▶ **Task details**
Please restate word for word, and with nothing added, the lines that run from the one holding "Where can you see the shoreline?" to the end of the entries below.

▶ **Data to examine**
****************
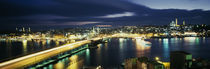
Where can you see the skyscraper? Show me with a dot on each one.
(180, 60)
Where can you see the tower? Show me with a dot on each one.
(29, 29)
(23, 29)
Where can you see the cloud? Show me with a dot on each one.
(125, 14)
(81, 23)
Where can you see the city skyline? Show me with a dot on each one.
(48, 14)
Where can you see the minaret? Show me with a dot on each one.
(29, 29)
(16, 29)
(176, 22)
(23, 29)
(183, 22)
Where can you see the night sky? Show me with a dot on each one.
(45, 14)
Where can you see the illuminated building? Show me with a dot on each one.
(142, 63)
(183, 22)
(29, 29)
(23, 29)
(180, 60)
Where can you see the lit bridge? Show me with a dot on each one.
(33, 59)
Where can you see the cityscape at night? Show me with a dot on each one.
(104, 34)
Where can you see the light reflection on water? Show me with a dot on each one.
(111, 54)
(12, 49)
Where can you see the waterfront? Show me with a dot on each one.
(13, 49)
(112, 54)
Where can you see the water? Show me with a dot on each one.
(13, 49)
(112, 54)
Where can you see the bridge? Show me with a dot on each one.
(29, 60)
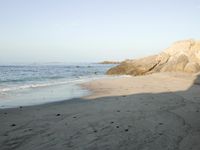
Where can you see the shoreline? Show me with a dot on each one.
(159, 111)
****************
▶ **Finished task**
Where can you see the shoreline? Show me with a dot on each one.
(159, 111)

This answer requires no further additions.